● Written request 1
Sum up the SequenceFile thread in two sentences.
● Written request 2
Reproduce the SequenceFile thread word for word from "On Thu, Mar" to "map reduce job.".

● Supplied passage

Home | About | Sematext search-lucene.com search-hadoop.com
NEW: Monitor These Apps!
elasticsearch, apache solr, apache hbase, hadoop, redis, casssandra, amazon cloudwatch, mysql, memcached, apache kafka, apache zookeeper, apache storm, ubuntu, centOS, red hat, debian, puppet labs, java, senseiDB
 Search Hadoop and all its subprojects:

Switch to Threaded View
Hadoop >> mail # user >> SequenceFile split question


Copy link to this message
-
Re: SequenceFile split question
Thanks! that helps. I am reading small xml files from external file system
and then writing to the SequenceFile. I made it stand alone client thinking
that mapreduce may not be the best way to do this type of writing. My
understanding was that map reduce is best suited for processing data within
HDFS. Is map reduce also one of the options I should consider?

On Thu, Mar 15, 2012 at 2:15 AM, Bejoy Ks <[EMAIL PROTECTED]> wrote:

> Hi Mohit
>      If you are using a stand alone client application to do the same
> definitely there is just one instance of the same running and you'd be
> writing the sequence file to one hdfs block at a time. Once it reaches hdfs
> block size the writing continues to next block, in the mean time the first
> block is replicated. If you are doing the same job distributed as map
> reduce you'd be writing to to n files at a time when n is the number of
> tasks in your map reduce job.

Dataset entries
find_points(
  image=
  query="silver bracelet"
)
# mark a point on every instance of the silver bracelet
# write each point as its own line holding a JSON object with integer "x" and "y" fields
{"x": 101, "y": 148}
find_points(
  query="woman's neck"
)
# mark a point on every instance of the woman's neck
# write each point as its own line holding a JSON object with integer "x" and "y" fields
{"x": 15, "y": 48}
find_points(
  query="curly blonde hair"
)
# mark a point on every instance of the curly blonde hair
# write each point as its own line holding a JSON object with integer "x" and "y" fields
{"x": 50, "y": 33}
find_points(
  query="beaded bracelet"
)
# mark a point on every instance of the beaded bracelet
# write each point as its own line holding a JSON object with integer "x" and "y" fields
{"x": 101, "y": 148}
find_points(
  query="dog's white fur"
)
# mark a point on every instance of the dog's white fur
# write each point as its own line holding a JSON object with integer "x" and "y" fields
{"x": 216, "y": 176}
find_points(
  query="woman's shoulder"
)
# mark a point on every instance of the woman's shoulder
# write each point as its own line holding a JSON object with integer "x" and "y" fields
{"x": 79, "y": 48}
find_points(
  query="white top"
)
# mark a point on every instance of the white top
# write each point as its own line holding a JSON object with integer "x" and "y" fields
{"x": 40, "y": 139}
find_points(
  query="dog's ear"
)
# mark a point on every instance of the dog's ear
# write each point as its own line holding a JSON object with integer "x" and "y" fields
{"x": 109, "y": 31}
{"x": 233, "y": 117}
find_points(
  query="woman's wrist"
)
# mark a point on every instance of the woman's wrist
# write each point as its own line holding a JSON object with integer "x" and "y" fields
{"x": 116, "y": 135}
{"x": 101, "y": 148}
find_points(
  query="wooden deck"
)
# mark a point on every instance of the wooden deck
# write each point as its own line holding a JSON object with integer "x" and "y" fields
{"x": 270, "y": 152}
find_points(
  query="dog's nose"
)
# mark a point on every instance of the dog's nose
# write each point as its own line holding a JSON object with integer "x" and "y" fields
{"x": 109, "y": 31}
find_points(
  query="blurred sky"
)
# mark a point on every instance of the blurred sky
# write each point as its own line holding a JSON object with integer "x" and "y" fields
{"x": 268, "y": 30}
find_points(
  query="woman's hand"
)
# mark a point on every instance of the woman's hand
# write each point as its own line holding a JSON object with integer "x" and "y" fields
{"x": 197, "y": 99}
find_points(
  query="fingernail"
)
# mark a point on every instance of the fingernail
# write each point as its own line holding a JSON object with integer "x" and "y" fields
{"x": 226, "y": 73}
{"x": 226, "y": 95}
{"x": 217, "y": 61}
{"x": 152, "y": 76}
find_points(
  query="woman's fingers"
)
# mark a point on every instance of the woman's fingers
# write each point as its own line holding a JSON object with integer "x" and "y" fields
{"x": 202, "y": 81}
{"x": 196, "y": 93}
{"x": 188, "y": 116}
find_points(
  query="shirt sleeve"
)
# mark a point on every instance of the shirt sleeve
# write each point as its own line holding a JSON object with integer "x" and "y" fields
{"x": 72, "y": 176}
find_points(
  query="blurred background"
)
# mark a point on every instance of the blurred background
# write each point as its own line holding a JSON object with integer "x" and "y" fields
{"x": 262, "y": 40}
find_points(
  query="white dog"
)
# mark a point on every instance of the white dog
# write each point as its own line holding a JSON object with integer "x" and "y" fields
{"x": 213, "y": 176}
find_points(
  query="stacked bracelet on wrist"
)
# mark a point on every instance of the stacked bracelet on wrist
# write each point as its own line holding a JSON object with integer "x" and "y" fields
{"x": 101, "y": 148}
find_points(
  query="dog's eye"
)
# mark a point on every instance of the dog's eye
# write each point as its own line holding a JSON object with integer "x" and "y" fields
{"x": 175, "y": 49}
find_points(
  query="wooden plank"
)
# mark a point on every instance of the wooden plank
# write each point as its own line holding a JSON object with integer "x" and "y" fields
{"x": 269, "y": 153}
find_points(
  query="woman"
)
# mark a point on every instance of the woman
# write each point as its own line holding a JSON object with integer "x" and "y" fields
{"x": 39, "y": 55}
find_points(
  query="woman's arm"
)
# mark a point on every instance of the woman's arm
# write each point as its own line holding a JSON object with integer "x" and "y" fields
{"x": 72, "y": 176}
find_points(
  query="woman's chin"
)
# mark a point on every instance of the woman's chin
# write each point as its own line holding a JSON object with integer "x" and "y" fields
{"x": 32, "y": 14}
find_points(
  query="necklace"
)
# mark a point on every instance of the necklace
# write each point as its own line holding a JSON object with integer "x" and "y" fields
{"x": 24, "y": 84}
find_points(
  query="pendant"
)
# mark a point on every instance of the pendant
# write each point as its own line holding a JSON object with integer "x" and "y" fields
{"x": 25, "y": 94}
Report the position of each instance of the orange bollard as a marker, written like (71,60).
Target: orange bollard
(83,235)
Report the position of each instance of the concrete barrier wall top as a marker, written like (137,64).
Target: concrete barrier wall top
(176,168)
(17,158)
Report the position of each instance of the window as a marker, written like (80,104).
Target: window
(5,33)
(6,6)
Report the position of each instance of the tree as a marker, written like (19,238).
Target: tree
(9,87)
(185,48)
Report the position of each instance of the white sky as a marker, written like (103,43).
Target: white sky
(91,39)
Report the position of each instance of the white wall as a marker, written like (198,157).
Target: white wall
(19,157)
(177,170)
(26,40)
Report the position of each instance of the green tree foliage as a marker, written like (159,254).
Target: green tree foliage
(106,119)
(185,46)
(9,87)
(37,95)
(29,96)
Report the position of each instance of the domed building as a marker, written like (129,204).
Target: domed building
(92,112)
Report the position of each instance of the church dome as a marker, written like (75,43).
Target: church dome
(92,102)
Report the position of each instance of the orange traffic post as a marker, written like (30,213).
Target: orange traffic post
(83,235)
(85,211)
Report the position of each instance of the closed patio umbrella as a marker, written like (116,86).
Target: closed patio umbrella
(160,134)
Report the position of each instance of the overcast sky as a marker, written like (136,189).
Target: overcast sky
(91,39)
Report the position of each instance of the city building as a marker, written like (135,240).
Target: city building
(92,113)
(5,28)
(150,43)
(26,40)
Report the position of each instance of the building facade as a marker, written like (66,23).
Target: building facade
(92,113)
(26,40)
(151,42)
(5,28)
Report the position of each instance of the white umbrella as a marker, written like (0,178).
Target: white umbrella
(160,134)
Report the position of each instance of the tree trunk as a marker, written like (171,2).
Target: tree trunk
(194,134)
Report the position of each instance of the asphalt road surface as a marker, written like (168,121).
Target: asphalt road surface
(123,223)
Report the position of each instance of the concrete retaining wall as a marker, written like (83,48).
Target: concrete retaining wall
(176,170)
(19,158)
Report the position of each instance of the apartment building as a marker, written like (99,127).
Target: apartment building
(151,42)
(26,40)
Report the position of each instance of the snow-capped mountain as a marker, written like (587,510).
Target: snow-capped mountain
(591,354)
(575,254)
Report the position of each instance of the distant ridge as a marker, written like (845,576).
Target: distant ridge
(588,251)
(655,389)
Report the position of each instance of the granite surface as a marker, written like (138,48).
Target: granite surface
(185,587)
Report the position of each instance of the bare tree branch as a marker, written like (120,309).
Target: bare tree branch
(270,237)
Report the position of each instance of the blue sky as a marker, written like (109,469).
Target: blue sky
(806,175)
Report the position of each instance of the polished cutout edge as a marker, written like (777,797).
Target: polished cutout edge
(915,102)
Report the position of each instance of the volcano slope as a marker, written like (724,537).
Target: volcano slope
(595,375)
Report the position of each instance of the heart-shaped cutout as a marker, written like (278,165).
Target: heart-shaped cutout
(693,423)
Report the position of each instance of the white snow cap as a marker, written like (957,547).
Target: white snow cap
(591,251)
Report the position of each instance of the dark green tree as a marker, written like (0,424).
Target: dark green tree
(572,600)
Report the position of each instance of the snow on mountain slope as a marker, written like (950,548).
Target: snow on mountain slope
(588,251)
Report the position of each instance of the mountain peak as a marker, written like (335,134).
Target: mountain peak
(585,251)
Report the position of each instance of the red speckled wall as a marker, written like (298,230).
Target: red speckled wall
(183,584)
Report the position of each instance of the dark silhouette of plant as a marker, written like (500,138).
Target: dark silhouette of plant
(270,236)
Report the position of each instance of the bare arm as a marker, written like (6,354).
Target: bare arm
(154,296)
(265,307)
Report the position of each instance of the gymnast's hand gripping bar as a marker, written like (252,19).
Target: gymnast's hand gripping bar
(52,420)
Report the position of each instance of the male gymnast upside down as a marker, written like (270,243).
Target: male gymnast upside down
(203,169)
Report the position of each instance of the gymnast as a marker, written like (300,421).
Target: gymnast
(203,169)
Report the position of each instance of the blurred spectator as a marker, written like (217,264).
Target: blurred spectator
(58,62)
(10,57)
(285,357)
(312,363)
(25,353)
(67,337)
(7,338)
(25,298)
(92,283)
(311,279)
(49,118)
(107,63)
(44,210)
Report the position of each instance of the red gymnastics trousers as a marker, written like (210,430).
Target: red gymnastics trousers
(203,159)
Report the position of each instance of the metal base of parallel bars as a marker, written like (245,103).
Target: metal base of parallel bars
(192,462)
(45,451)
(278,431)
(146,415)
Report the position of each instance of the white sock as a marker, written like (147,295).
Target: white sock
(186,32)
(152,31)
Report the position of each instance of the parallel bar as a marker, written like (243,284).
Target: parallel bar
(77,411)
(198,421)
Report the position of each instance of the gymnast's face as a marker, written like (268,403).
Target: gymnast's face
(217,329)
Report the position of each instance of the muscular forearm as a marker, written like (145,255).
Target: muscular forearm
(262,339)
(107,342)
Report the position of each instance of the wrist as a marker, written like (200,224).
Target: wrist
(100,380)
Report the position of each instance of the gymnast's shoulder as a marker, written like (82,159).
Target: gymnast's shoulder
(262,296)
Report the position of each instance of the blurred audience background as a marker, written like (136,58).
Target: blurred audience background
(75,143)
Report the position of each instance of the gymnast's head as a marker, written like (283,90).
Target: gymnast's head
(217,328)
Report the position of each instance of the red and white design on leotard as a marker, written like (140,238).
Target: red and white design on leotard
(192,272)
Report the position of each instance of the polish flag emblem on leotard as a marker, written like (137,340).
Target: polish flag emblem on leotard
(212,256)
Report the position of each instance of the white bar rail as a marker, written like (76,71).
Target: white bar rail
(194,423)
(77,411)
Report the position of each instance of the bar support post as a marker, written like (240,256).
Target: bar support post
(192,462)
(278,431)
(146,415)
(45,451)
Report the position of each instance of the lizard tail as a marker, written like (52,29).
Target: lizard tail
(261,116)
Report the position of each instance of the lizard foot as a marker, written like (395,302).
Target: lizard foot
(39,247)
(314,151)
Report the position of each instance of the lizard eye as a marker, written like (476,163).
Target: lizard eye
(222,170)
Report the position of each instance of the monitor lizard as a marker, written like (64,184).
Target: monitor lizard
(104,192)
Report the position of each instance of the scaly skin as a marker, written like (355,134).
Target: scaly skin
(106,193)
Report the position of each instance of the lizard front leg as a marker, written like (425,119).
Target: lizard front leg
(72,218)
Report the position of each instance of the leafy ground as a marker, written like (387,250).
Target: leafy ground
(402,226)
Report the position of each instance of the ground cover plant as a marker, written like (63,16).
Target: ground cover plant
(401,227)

● Exercise result 1
A user says they read small XML files from an external file system and write them to a SequenceFile with a stand-alone client, and asks whether MapReduce is also an option to consider. The quoted earlier reply explains that a stand-alone client writes the file to one HDFS block at a time, moving to the next block once the block size is reached while the first block is replicated, whereas a MapReduce job would write to n files at once, with n being the number of tasks in the job.

● Exercise result 2
On Thu, Mar 15, 2012 at 2:15 AM, Bejoy Ks <[EMAIL PROTECTED]> wrote:

> Hi Mohit
>      If you are using a stand alone client application to do the same
> definitely there is just one instance of the same running and you'd be
> writing the sequence file to one hdfs block at a time. Once it reaches hdfs
> block size the writing continues to next block, in the mean time the first
> block is replicated. If you are doing the same job distributed as map
> reduce you'd be writing to to n files at a time when n is the number of
> tasks in your map reduce job.